§ **Alıştırma yönergesi**: Aşağıdaki satırların hepsini, her satıra bir dize düşecek şekilde bir JSON listesi olarak yazın. Boş satırları ve resimleri listeye almayın.

>>>>>

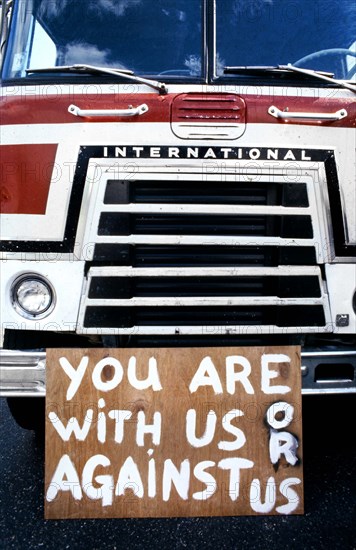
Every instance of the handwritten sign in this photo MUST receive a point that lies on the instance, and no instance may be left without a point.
(173, 432)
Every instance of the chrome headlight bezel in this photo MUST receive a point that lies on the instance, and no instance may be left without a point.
(35, 287)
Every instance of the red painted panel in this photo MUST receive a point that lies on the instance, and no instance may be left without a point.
(53, 109)
(25, 172)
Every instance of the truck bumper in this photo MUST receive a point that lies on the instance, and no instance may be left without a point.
(23, 373)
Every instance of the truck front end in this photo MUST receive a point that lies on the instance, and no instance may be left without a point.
(178, 173)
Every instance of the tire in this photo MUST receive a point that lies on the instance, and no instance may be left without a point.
(29, 413)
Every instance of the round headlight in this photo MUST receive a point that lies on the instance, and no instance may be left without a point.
(32, 296)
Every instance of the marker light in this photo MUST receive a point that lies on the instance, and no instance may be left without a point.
(32, 296)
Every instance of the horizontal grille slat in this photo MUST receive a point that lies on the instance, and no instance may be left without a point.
(112, 223)
(112, 317)
(128, 287)
(204, 256)
(193, 192)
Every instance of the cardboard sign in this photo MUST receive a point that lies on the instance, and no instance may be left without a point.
(173, 432)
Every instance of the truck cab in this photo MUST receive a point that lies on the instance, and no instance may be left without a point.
(177, 173)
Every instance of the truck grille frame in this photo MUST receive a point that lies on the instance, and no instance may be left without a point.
(166, 238)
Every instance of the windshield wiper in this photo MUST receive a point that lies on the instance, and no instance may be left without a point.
(91, 69)
(285, 69)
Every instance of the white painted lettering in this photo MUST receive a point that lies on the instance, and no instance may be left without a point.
(103, 365)
(242, 376)
(76, 375)
(66, 479)
(106, 482)
(240, 438)
(138, 151)
(190, 429)
(268, 374)
(193, 152)
(119, 416)
(129, 478)
(173, 152)
(283, 443)
(143, 428)
(151, 381)
(205, 477)
(210, 154)
(289, 494)
(80, 433)
(120, 152)
(270, 496)
(180, 479)
(155, 152)
(206, 375)
(235, 465)
(280, 407)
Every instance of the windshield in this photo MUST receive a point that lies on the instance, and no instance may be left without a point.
(165, 39)
(312, 34)
(160, 37)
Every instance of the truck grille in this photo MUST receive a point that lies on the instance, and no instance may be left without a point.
(182, 255)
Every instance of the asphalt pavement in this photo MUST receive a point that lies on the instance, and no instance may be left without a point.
(329, 496)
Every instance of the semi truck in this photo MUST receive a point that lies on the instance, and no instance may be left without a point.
(177, 173)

<<<<<

§ **Görevin sonucu**:
[
  "Every instance of the handwritten sign in this photo MUST receive a point that lies on the instance, and no instance may be left without a point.",
  "(173, 432)",
  "Every instance of the chrome headlight bezel in this photo MUST receive a point that lies on the instance, and no instance may be left without a point.",
  "(35, 287)",
  "Every instance of the red painted panel in this photo MUST receive a point that lies on the instance, and no instance may be left without a point.",
  "(53, 109)",
  "(25, 172)",
  "Every instance of the truck bumper in this photo MUST receive a point that lies on the instance, and no instance may be left without a point.",
  "(23, 373)",
  "Every instance of the truck front end in this photo MUST receive a point that lies on the instance, and no instance may be left without a point.",
  "(178, 173)",
  "Every instance of the tire in this photo MUST receive a point that lies on the instance, and no instance may be left without a point.",
  "(29, 413)",
  "Every instance of the round headlight in this photo MUST receive a point that lies on the instance, and no instance may be left without a point.",
  "(32, 296)",
  "Every instance of the marker light in this photo MUST receive a point that lies on the instance, and no instance may be left without a point.",
  "(32, 296)",
  "Every instance of the horizontal grille slat in this photo MUST receive a point that lies on the instance, and no instance may be left without a point.",
  "(112, 223)",
  "(112, 317)",
  "(128, 287)",
  "(204, 256)",
  "(193, 192)",
  "Every instance of the cardboard sign in this photo MUST receive a point that lies on the instance, and no instance may be left without a point.",
  "(173, 432)",
  "Every instance of the truck cab in this photo MUST receive a point that lies on the instance, and no instance may be left without a point.",
  "(177, 173)",
  "Every instance of the truck grille frame in this photo MUST receive a point that lies on the instance, and no instance may be left without a point.",
  "(166, 238)",
  "Every instance of the windshield wiper in this photo MUST receive a point that lies on the instance, and no instance may be left without a point.",
  "(91, 69)",
  "(285, 69)",
  "Every instance of the white painted lettering in this photo MUST receive a point that lies on the instance, and no instance may be left without a point.",
  "(103, 365)",
  "(242, 376)",
  "(76, 375)",
  "(66, 479)",
  "(106, 482)",
  "(240, 438)",
  "(138, 151)",
  "(190, 429)",
  "(268, 374)",
  "(193, 152)",
  "(119, 416)",
  "(129, 478)",
  "(173, 152)",
  "(283, 443)",
  "(143, 428)",
  "(151, 381)",
  "(205, 477)",
  "(210, 154)",
  "(289, 494)",
  "(80, 433)",
  "(120, 152)",
  "(270, 496)",
  "(180, 479)",
  "(155, 152)",
  "(206, 375)",
  "(235, 465)",
  "(280, 407)",
  "Every instance of the windshield in this photo MUST receive a point that lies on the instance, and no instance may be left without a point.",
  "(165, 39)",
  "(312, 34)",
  "(160, 37)",
  "Every instance of the truck grille in this photo MUST receive a point that lies on the instance, and no instance may be left without a point.",
  "(182, 255)",
  "Every instance of the asphalt pavement in this photo MUST receive a point that lies on the instance, and no instance may be left without a point.",
  "(329, 496)",
  "Every instance of the semi truck in this photo MUST receive a point that lies on the instance, and no instance may be left without a point.",
  "(177, 173)"
]